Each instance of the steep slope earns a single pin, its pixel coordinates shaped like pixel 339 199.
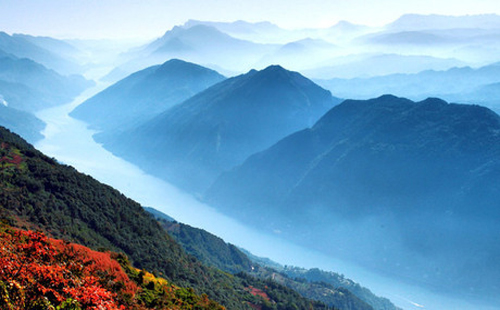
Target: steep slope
pixel 145 94
pixel 29 86
pixel 43 273
pixel 332 289
pixel 193 142
pixel 38 193
pixel 395 185
pixel 26 124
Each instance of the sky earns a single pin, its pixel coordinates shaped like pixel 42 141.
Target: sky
pixel 151 18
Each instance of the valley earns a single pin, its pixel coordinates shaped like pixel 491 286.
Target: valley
pixel 348 165
pixel 70 141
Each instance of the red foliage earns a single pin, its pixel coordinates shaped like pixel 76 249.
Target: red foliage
pixel 258 292
pixel 35 270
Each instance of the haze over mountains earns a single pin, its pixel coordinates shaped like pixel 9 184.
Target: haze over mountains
pixel 247 117
pixel 193 142
pixel 145 94
pixel 394 184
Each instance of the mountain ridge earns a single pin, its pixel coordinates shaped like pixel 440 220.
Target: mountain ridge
pixel 212 131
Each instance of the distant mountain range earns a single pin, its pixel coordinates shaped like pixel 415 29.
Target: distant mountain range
pixel 26 124
pixel 461 84
pixel 193 142
pixel 38 193
pixel 396 185
pixel 49 52
pixel 145 94
pixel 328 287
pixel 376 65
pixel 29 86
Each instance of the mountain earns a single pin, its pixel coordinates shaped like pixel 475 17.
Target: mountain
pixel 465 84
pixel 26 124
pixel 39 194
pixel 34 48
pixel 371 65
pixel 29 86
pixel 55 46
pixel 260 32
pixel 145 94
pixel 193 142
pixel 201 44
pixel 399 186
pixel 56 274
pixel 300 54
pixel 215 252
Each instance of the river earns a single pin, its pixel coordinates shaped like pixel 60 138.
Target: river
pixel 70 142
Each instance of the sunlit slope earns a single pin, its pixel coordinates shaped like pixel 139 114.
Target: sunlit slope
pixel 38 193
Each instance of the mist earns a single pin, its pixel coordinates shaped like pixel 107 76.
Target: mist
pixel 71 142
pixel 454 59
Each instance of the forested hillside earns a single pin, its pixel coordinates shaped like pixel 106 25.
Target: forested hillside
pixel 38 193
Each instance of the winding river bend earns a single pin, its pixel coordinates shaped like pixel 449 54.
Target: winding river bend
pixel 70 142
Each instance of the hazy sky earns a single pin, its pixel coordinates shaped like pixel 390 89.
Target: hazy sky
pixel 151 18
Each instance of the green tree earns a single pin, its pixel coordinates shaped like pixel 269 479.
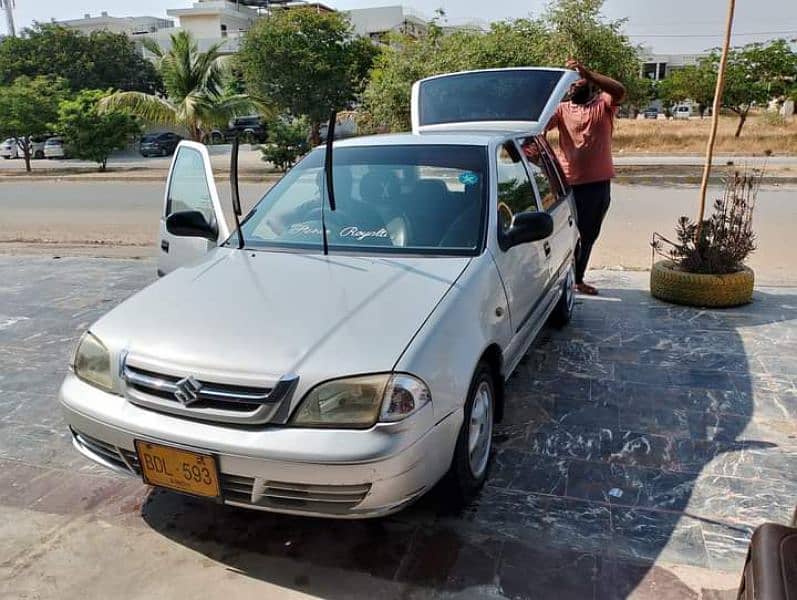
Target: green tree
pixel 195 99
pixel 287 141
pixel 100 60
pixel 577 29
pixel 306 63
pixel 27 108
pixel 756 73
pixel 90 134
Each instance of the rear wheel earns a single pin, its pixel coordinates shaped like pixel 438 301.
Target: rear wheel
pixel 472 455
pixel 563 311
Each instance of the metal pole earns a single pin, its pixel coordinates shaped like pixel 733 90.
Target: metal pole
pixel 9 7
pixel 715 116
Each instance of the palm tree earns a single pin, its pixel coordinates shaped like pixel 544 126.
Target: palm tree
pixel 195 99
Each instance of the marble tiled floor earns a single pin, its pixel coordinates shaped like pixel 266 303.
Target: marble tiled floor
pixel 642 442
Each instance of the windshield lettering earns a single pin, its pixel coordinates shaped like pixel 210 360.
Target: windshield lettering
pixel 414 199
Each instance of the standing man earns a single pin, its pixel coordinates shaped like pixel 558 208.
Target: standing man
pixel 585 122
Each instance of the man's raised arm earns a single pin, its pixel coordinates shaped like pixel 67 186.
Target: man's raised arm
pixel 611 86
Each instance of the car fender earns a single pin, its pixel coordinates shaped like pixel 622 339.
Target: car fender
pixel 470 318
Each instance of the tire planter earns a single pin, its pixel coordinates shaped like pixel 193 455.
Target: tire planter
pixel 698 289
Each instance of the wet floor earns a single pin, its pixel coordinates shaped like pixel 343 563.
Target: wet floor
pixel 640 447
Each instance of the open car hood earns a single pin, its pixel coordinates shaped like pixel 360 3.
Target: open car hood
pixel 516 99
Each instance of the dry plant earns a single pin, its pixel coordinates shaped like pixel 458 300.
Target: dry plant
pixel 726 238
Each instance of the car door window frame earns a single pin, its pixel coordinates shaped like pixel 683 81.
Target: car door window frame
pixel 516 148
pixel 553 163
pixel 548 169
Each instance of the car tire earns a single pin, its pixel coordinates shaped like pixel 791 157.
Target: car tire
pixel 563 311
pixel 473 452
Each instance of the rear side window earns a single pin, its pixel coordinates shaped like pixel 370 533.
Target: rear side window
pixel 515 194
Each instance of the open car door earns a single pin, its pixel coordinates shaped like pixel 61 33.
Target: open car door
pixel 517 99
pixel 189 187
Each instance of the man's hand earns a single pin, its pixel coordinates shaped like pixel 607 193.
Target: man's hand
pixel 575 65
pixel 612 87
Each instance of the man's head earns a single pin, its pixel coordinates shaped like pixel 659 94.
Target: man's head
pixel 581 91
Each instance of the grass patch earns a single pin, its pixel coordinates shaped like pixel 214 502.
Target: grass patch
pixel 761 135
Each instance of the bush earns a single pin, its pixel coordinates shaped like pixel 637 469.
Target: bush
pixel 287 141
pixel 725 240
pixel 91 134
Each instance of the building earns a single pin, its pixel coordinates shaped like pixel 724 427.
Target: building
pixel 658 66
pixel 375 23
pixel 131 26
pixel 226 21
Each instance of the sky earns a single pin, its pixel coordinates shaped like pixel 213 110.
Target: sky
pixel 668 26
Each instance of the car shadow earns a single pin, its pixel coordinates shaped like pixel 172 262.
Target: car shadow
pixel 643 435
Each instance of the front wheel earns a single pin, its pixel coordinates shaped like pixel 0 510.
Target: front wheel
pixel 472 455
pixel 563 311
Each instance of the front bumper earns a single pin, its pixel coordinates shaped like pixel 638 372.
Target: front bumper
pixel 323 473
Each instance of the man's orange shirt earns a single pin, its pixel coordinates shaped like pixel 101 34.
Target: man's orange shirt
pixel 585 139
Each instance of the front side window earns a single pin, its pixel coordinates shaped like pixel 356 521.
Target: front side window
pixel 515 194
pixel 188 188
pixel 414 199
pixel 539 165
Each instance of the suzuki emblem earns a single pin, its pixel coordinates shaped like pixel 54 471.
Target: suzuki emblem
pixel 187 391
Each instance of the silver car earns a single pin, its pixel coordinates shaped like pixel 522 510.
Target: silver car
pixel 343 384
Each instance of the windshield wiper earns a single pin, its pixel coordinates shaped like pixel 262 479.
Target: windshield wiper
pixel 330 185
pixel 236 199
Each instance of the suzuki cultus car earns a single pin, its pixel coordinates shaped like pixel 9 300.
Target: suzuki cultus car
pixel 339 360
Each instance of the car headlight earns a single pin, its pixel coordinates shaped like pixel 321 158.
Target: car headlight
pixel 92 362
pixel 359 402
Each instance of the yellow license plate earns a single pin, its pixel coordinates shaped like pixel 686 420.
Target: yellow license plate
pixel 177 469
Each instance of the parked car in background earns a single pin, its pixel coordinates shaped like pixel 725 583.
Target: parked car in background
pixel 54 148
pixel 682 111
pixel 11 149
pixel 250 129
pixel 345 127
pixel 159 144
pixel 366 348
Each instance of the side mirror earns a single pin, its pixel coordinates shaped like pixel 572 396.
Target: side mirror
pixel 191 223
pixel 529 227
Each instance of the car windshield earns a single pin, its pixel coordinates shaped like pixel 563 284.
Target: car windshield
pixel 411 199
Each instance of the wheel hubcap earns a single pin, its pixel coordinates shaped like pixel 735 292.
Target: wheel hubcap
pixel 480 429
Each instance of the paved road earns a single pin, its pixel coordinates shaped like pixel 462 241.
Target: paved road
pixel 250 158
pixel 640 447
pixel 119 219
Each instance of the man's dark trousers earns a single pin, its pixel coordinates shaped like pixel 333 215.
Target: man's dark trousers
pixel 592 202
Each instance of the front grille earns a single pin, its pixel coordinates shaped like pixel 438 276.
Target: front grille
pixel 237 488
pixel 116 458
pixel 203 399
pixel 210 395
pixel 325 499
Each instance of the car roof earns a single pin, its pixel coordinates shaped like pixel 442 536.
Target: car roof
pixel 459 138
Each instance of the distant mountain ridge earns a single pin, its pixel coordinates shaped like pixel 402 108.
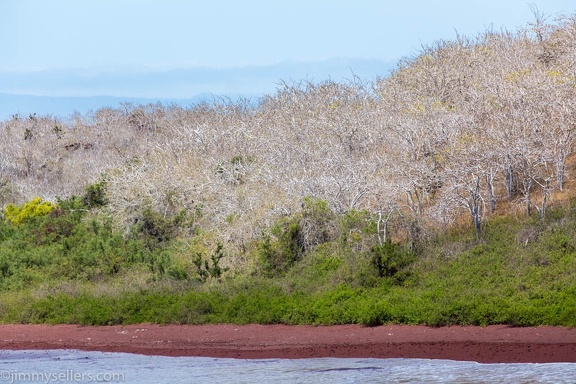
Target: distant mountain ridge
pixel 63 92
pixel 25 105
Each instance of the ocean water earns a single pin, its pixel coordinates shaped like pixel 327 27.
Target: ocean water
pixel 71 366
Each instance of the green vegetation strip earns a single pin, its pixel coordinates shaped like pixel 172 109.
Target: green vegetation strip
pixel 67 264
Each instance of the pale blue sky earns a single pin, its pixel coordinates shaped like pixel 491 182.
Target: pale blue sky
pixel 41 34
pixel 131 48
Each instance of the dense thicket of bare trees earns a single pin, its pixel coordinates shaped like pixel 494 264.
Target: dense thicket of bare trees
pixel 460 128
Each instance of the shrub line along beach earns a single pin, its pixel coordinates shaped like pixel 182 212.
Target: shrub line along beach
pixel 439 195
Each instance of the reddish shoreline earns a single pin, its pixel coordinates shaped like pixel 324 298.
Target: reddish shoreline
pixel 492 344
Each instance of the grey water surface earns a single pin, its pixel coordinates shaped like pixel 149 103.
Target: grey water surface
pixel 72 366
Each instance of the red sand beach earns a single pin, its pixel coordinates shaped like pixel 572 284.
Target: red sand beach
pixel 493 344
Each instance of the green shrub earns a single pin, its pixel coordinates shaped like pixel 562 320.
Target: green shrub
pixel 391 260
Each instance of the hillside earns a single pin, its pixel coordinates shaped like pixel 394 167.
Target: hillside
pixel 439 194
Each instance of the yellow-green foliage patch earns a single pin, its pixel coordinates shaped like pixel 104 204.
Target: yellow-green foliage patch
pixel 34 208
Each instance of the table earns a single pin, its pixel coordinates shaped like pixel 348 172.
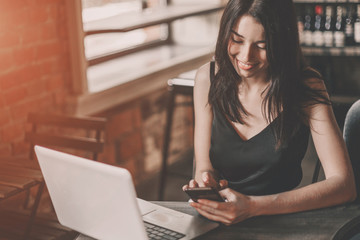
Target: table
pixel 339 222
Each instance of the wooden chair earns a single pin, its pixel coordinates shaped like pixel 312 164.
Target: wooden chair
pixel 60 132
pixel 19 175
pixel 351 133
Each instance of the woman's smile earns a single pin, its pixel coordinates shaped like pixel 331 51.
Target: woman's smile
pixel 246 66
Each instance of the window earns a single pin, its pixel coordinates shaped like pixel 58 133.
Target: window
pixel 103 45
pixel 123 49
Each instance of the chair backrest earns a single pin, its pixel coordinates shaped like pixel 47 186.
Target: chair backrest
pixel 84 134
pixel 352 140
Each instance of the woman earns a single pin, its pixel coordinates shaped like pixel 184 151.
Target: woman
pixel 254 110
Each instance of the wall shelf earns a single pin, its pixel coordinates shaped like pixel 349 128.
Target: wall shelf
pixel 326 1
pixel 331 51
pixel 128 22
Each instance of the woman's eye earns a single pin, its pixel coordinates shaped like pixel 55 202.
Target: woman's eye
pixel 261 45
pixel 236 40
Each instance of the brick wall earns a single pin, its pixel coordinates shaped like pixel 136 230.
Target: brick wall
pixel 34 66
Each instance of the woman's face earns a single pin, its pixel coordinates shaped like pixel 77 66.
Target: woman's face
pixel 247 48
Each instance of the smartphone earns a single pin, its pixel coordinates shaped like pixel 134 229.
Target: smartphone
pixel 204 193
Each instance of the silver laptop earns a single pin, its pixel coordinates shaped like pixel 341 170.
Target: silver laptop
pixel 99 200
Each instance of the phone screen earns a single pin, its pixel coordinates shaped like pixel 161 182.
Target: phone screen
pixel 204 193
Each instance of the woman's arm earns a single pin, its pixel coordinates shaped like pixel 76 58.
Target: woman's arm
pixel 338 186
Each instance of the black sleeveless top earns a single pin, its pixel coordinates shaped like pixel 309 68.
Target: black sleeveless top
pixel 254 166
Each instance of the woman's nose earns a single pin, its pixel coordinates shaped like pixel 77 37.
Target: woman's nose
pixel 245 53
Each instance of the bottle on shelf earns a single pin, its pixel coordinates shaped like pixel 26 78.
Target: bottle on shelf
pixel 339 34
pixel 319 26
pixel 357 25
pixel 300 21
pixel 308 25
pixel 349 25
pixel 329 26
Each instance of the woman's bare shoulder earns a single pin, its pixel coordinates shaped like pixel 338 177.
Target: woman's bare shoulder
pixel 203 75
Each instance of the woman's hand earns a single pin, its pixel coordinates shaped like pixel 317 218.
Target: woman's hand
pixel 236 208
pixel 207 180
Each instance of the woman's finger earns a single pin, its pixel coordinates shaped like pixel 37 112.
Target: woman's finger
pixel 193 184
pixel 223 184
pixel 212 215
pixel 209 180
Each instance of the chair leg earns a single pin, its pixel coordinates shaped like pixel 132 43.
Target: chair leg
pixel 166 143
pixel 33 211
pixel 316 171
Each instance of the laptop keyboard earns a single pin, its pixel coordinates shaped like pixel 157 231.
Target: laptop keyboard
pixel 160 233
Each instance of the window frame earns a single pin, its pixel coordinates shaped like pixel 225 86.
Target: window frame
pixel 86 103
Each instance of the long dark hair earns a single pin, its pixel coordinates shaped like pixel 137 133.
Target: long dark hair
pixel 287 94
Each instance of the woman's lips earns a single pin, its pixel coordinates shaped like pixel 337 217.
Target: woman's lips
pixel 246 66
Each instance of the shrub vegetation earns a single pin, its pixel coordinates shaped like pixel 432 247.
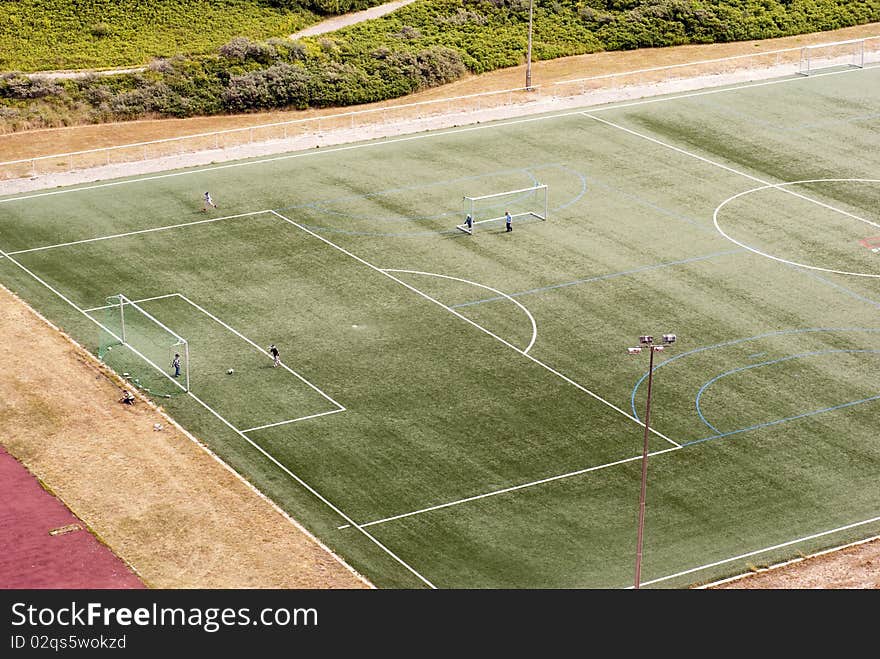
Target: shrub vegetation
pixel 427 43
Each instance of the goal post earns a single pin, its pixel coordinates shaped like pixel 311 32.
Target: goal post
pixel 525 202
pixel 142 349
pixel 823 56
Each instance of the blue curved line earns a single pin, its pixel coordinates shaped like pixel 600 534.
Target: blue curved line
pixel 778 421
pixel 767 363
pixel 735 342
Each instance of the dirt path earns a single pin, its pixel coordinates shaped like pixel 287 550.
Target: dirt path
pixel 339 22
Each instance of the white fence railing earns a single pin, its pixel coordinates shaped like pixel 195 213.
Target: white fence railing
pixel 397 119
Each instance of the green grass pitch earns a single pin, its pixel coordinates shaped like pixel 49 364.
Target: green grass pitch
pixel 460 411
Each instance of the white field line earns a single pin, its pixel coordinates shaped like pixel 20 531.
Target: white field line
pixel 430 135
pixel 799 559
pixel 488 288
pixel 470 322
pixel 776 258
pixel 302 418
pixel 317 494
pixel 262 350
pixel 767 184
pixel 271 458
pixel 194 440
pixel 133 233
pixel 509 489
pixel 114 306
pixel 761 551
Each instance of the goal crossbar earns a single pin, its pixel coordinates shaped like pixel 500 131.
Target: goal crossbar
pixel 849 52
pixel 522 202
pixel 179 343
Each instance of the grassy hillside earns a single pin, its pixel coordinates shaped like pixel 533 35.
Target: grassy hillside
pixel 41 35
pixel 425 44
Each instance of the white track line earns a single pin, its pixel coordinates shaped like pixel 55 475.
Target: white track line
pixel 499 124
pixel 114 306
pixel 133 233
pixel 272 459
pixel 510 489
pixel 761 551
pixel 302 418
pixel 763 183
pixel 488 288
pixel 470 322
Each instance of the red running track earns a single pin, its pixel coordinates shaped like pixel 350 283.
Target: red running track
pixel 32 557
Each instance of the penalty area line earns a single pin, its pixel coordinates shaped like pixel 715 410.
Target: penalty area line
pixel 470 322
pixel 508 489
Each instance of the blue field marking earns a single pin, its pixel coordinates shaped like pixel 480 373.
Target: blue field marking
pixel 611 275
pixel 735 342
pixel 839 287
pixel 767 363
pixel 778 421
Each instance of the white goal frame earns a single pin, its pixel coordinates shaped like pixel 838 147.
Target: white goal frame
pixel 837 53
pixel 541 210
pixel 180 342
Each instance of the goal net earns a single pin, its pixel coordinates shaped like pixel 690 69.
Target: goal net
pixel 526 202
pixel 142 349
pixel 831 55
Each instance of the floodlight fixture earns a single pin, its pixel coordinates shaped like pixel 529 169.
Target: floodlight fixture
pixel 648 341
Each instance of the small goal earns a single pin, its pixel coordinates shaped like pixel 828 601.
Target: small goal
pixel 525 202
pixel 142 349
pixel 819 57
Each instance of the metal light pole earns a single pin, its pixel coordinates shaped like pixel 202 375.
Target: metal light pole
pixel 647 342
pixel 529 54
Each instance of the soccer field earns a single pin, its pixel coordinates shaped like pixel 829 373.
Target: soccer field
pixel 460 411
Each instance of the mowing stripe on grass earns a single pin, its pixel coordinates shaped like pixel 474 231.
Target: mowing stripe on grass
pixel 778 421
pixel 768 363
pixel 612 275
pixel 514 488
pixel 504 296
pixel 761 551
pixel 302 418
pixel 783 187
pixel 470 322
pixel 737 341
pixel 133 233
pixel 271 458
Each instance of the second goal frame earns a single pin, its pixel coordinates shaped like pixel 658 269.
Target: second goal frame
pixel 532 201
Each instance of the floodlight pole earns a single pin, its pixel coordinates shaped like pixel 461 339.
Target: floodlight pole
pixel 647 342
pixel 644 473
pixel 529 53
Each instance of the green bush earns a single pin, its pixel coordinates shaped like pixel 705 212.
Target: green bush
pixel 426 43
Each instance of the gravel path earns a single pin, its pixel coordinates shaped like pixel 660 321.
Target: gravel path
pixel 338 22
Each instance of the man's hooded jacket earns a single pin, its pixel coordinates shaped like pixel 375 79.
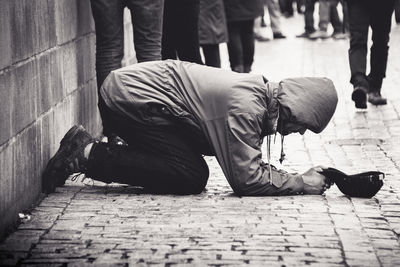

○ ○ ○ ○ ○ ○ ○

Task goal » Starting at the beginning of the entries and ending at the line that contains "pixel 70 141", convert those lines into a Markdown table with the columns Number and Line, leaving out blank lines and pictures.

Result of the exercise »
| Number | Line |
|---|---|
| 1 | Each instance of the steep slope earns a single pin, its pixel coordinates shaped like pixel 339 199. |
| 2 | Target: steep slope |
| 3 | pixel 145 94 |
| 4 | pixel 29 86 |
| 5 | pixel 43 273 |
| 6 | pixel 332 289 |
| 7 | pixel 193 142 |
| 8 | pixel 38 193 |
| 9 | pixel 395 185 |
| 10 | pixel 26 124 |
| 11 | Each instance of the sky earns a single pin, its pixel coordinates shaped like pixel 42 141. |
| 12 | Target: sky |
| 13 | pixel 151 18 |
| 14 | Each instance of the valley earns a single pin, its pixel coordinates shaped like pixel 491 286. |
| 15 | Target: valley |
| 16 | pixel 348 165 |
| 17 | pixel 70 141 |